Text under study:
----------------------------------------

Logging timing information for data store executions along with the correlation identifier is often useful for diagnosing issues. In the example below, a Seneca action saves a user to a data store and logs the execution time along with the tx$ identifier.

const Seneca = require('seneca');

const seneca = Seneca();
seneca.add({ role: 'user', cmd: 'save' }, (msg, reply) => {
  console.time(`User Save (${msg.tx$})`);
  // Perform save
  console.timeEnd(`User Save (${msg.tx$})`);
  reply();
});

Wreck

Wreck is an HTTP request module for Node.js that is lightweight and intended for service to service requests. In order to accommodate the concept of the correlation identifier, wreck supports global request and response events (disclosure: I'm the creator and lead maintainer of wreck). With these global events, you can intercept requests and log them as well as forward or generate a correlation identifier header that is also forwarded by other services that utilize wreck. The events are available on the Node.js process module with the Symbol named 'wreck'. Below is an example of what the generation and forwarding of a tracking header could look like.

const symbol = Symbol.for('wreck');

process[symbol].on('request', (uri, options) => {
  options.headers.CorrelationID = options.headers.CorrelationID || genId();
});

Both the request and response events are useful to handle for logging purposes as well. Logging the CorrelationID from the example above along with the URI and timing information are beneficial for observing the flow of a request through a system of services.

OpenTracing

Even though the previous examples in Seneca and wreck help with observing a request as it flows through a system of services, they don't solve the issue of what the logging data structures should be. This is a common issue that reaches beyond the previous examples and is one that often plagues any sizeable organization. Even if an organization mandates that all request logs contain a correlation identifier, there are other issues that aren't solved by simply having an ID and timing information. For example, how would you determine what upstream service calls were the result of a downstream request? Having a correlation identifier and the time of the request isn't always enough to say with certainty that a request occurred because of a previous parent request. As a result of this common problem and similar problems, OpenTracing was created.

There are OpenTracing libraries for common languages and platforms to make it easier to adopt the specification across an organization. There is a supported Node.js and browser OpenTracing module that is freely available. The OpenTracing specification abstracts requests and work done in an application into a concept named spans that contain relationship data about parents and children as well as a context associated with the work. Again, this is intended to be an abstraction on top of the tracing data that concerns a modern application. Because of this need to be generic, the language involved in tracing services is itself generic.

Once a modern application implements the OpenTracing specification it's possible to have a time series graph of service calls throughout a system and how they are correlated. Visualizing the OpenTracing data is still something thats in the early stages. One example of the reporting that's available to OpenTracing applications is Zipkin, which is shown in the screenshot below. Even if you decide against having a visual representation of the application service calls, having consistent data structures to describe these calls means that they're easier to trace and debug. This point is even more obvious if you have ever tried to debug an issue in a microservices application that has inconsistent logging that's spread out across various logging stores.

Zipkin screenshot

Summary

Decomposing a monolith into microservices is only going to become more prevalent in the future. As this change in design continues to become more popular, my hope is that appropriate time will be paid to making these services more traceable. Fortunately, Node.js services have many modules that help to make it easier to start relating these various service calls to one another. Furthermore, this relationship building between services and the requests they make, whether over HTTP or another protocol, can be made simpler with the adoption of a specification like OpenTracing.

----------------------------------------

Required action 1:
Write out the passage on tracing Node.js services word for word, from "const seneca = Seneca();" to "could look like.".
Required action 2:
In the code samples of the passage on tracing Node.js services, what parameter names do the arrow functions take?

Data records:
----------------------------------------

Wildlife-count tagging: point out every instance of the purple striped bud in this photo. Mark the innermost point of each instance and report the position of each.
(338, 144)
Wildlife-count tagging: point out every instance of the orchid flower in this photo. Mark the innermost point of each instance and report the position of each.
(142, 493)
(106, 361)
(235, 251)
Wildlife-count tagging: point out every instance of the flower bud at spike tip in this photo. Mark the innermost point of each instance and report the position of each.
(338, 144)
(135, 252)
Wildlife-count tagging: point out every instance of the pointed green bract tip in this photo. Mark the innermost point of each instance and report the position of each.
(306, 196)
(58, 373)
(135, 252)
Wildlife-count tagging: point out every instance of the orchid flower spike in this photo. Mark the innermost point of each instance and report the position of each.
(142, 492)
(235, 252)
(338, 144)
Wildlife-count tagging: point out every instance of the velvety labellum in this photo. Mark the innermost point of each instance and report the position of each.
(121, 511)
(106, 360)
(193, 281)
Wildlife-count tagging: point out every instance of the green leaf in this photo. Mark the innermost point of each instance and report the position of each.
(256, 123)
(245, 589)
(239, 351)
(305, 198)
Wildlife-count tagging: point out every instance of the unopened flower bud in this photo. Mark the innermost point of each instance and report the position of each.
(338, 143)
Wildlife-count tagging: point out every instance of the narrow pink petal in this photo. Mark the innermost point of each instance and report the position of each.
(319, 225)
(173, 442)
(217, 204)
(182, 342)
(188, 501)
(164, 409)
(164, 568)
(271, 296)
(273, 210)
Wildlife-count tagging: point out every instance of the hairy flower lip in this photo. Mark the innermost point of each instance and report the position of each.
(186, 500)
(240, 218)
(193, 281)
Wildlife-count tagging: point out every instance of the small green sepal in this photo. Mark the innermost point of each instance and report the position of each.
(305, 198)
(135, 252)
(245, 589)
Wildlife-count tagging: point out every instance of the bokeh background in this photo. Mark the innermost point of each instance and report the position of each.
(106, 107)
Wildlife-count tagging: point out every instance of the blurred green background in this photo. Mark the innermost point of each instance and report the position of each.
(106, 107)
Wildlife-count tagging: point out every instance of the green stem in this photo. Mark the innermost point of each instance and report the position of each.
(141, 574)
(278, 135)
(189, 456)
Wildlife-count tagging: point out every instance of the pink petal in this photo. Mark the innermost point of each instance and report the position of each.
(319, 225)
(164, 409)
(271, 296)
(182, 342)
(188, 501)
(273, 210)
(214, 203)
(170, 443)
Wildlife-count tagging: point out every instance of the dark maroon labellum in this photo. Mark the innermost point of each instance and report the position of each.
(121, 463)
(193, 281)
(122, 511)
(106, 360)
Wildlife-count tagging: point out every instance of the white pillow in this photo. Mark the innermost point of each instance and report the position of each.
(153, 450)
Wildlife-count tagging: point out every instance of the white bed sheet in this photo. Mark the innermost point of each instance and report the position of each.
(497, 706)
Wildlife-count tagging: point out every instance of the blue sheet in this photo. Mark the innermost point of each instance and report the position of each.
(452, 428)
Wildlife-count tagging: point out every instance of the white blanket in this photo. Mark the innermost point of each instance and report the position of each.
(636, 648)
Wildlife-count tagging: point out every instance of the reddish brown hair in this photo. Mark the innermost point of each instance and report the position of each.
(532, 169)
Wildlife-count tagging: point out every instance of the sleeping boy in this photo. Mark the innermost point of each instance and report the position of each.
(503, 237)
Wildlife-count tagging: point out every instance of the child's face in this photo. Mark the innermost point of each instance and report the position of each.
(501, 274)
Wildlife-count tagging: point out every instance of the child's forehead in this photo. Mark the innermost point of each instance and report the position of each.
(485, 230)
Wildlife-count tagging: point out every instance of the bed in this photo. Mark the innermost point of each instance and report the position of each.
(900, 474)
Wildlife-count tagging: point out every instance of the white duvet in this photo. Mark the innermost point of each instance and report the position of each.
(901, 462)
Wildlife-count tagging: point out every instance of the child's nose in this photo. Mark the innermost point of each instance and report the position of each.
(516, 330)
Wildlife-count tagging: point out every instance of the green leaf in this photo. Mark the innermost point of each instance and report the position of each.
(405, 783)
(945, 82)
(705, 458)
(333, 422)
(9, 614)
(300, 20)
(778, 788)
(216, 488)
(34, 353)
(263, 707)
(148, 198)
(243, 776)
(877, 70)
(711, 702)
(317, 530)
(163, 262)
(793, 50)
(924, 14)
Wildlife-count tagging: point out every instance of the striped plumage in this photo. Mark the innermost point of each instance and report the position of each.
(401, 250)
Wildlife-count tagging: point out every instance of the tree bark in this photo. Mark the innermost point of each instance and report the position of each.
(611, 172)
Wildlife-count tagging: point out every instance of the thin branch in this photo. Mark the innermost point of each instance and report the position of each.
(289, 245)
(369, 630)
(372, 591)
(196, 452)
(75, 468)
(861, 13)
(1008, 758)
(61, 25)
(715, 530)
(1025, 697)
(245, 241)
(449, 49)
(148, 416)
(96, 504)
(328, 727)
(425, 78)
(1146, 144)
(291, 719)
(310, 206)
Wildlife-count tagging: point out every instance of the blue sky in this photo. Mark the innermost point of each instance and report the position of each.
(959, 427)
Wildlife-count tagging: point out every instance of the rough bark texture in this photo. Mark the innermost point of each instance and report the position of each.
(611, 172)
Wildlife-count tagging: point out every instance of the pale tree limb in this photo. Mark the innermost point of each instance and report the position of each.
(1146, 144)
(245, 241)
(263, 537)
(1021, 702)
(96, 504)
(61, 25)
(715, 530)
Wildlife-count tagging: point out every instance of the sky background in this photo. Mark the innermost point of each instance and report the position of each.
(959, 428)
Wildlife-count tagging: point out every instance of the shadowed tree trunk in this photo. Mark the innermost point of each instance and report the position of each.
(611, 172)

----------------------------------------

Task response 1:
const seneca = Seneca();
seneca.add({ role: 'user', cmd: 'save' }, (msg, reply) => {
  console.time(`User Save (${msg.tx$})`);
  // Perform save
  console.timeEnd(`User Save (${msg.tx$})`);
  reply();
});

Wreck

Wreck is an HTTP request module for Node.js that is lightweight and intended for service to service requests. In order to accommodate the concept of the correlation identifier, wreck supports global request and response events (disclosure: I'm the creator and lead maintainer of wreck). With these global events, you can intercept requests and log them as well as forward or generate a correlation identifier header that is also forwarded by other services that utilize wreck. The events are available on the Node.js process module with the Symbol named 'wreck'. Below is an example of what the generation and forwarding of a tracking header could look like.

Task response 2:
- msg
- reply
- uri
- options